Image point annotation entries —
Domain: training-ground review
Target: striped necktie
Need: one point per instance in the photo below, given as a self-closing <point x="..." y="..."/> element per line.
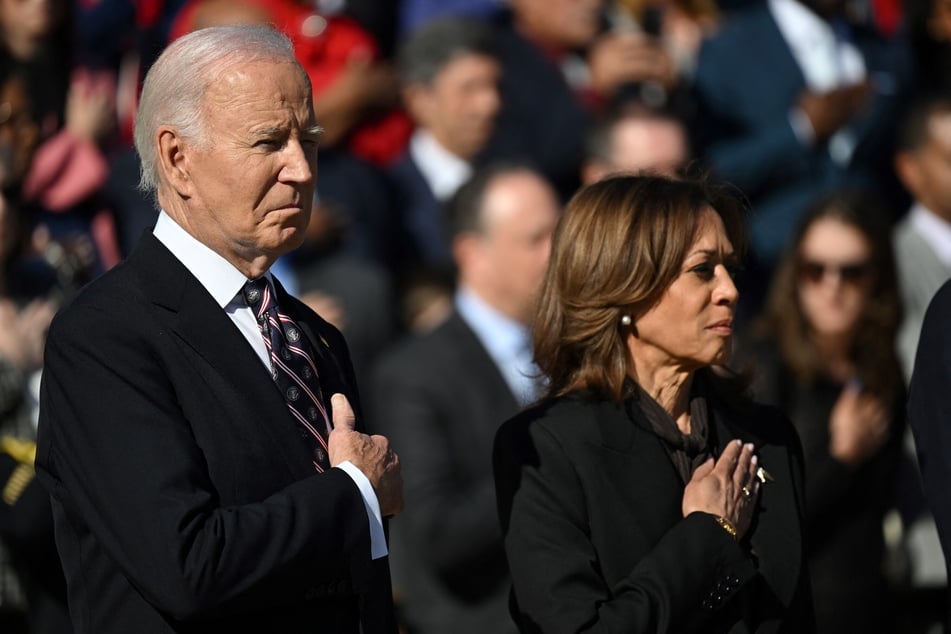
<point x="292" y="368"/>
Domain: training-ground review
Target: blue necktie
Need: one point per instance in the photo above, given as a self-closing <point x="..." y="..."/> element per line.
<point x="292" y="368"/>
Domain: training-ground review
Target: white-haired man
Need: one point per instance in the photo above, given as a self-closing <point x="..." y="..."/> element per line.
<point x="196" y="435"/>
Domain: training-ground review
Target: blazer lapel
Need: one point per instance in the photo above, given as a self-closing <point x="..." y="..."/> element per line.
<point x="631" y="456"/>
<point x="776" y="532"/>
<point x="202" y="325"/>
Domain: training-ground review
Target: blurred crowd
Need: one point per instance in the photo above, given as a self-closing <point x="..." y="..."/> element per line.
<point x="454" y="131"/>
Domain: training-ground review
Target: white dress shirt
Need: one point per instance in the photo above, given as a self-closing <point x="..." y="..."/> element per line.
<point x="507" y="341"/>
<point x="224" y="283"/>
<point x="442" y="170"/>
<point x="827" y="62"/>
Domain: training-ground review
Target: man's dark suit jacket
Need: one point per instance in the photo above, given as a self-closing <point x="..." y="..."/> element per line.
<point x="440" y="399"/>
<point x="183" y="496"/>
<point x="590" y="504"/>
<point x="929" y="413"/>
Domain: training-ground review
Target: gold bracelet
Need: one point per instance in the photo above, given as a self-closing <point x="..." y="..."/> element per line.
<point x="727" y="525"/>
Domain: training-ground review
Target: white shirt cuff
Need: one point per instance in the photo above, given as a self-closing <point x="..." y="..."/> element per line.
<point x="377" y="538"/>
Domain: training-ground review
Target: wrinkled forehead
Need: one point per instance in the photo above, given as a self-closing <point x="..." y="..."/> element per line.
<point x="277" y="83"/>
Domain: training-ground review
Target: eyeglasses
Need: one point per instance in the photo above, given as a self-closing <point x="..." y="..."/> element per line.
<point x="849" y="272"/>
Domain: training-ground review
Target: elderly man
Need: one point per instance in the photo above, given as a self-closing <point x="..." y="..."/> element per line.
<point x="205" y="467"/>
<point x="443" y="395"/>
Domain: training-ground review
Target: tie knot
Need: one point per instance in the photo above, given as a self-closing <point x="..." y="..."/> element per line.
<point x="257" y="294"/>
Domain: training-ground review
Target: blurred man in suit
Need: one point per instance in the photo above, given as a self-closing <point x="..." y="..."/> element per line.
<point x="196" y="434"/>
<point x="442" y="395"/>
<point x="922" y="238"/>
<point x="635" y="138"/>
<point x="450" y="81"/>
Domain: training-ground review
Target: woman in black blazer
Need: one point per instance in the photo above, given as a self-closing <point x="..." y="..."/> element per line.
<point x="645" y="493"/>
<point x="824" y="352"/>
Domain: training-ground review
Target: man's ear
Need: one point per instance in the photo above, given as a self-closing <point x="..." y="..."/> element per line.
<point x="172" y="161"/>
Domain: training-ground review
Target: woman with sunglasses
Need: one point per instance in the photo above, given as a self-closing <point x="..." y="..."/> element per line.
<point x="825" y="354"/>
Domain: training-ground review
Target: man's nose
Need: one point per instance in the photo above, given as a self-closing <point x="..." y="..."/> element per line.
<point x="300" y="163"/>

Request — Word for word, quote the lines above. Omit the pictures.

Final result —
Domain: training-ground review
Target: striped necktie
Need: one point per instance in the photo below, given as a self-closing <point x="..." y="..."/> element per line.
<point x="292" y="368"/>
Domain: training-ground review
Target: blue necktie
Need: one point per instance in the photo above, given as a self-closing <point x="..." y="..."/> element per line.
<point x="292" y="368"/>
Domain: training-ground review
Target: white-haired man
Need: one point per instance in the photo above, given as a self-closing <point x="..." y="..."/> element per line.
<point x="196" y="435"/>
Domain: training-ground review
Target: blazer lapel
Need: one point per instance in the photo above, given as a self-closing <point x="..." y="..."/> element per line.
<point x="631" y="456"/>
<point x="776" y="532"/>
<point x="202" y="325"/>
Domain: training-ground review
Target: blurred crowd
Need: one point per instance in the photo above, given as a self-closing <point x="..." y="..."/> element per line.
<point x="454" y="131"/>
Domain: training-ground review
Target: white dress shirt
Need: one point per instance in the photo above, given as a self-closing <point x="..." y="..."/> element per line.
<point x="507" y="341"/>
<point x="224" y="283"/>
<point x="442" y="170"/>
<point x="827" y="62"/>
Domain: training-ground review
Target: man's dark suit jacket
Need: one point per instance in the photo above, given as a self-closing <point x="..." y="..."/> element per line.
<point x="440" y="399"/>
<point x="183" y="496"/>
<point x="590" y="504"/>
<point x="929" y="413"/>
Domain: training-ground review
Target: gold bracelet
Need: one point per instance in the photo above, given as a self-closing <point x="..." y="..."/> element per line.
<point x="727" y="525"/>
Domain: training-ground review
Target: white shirt cuff
Need: one point per instance in the photo above, given as a self-closing <point x="..." y="..."/> element per line.
<point x="377" y="538"/>
Domain: training-ground review
Target: wrinkled forehead
Need: one point per instance in the photo above, given as a self-closing <point x="..." y="..."/> element per line.
<point x="277" y="83"/>
Domain: training-ground review
Target: eyeglasses
Need: one point per instance in the photo above, given as a self-closing <point x="..." y="..."/> element per line.
<point x="849" y="272"/>
Domain: training-ground review
Target: elderly man
Need: one point per instance in the photo above, given as a self-closing <point x="..." y="..."/> element per line.
<point x="205" y="467"/>
<point x="443" y="395"/>
Domain: training-ground review
Target: tie knot
Need: one point per instance in the photo above, given as a self-closing <point x="..." y="..."/> element per line.
<point x="257" y="294"/>
Domain: training-ground review
Target: blurred man in suit
Need: one point per instance in the photo above, given as a self-closing <point x="..." y="..."/> element per line.
<point x="196" y="434"/>
<point x="442" y="395"/>
<point x="922" y="238"/>
<point x="635" y="138"/>
<point x="450" y="81"/>
Domain: training-ground review
Target: woman in black blazer
Need: one point per instance in the photo above, given as a self-closing <point x="..." y="..."/> element per line.
<point x="645" y="493"/>
<point x="824" y="352"/>
Domain: training-ground review
Target: man's ear
Need: one point per instance in the photo above, given as a self-closing <point x="..." y="..."/> element per line.
<point x="172" y="161"/>
Domain: training-ground review
Target: woman with sunglasses
Need: one point per instance in the photo above, given as a self-closing <point x="..." y="..."/> element per line.
<point x="825" y="354"/>
Domain: training-ground review
Target: man's nose
Need: one point per instance in the photo above, given as a self-closing <point x="..." y="..."/> element per line.
<point x="300" y="163"/>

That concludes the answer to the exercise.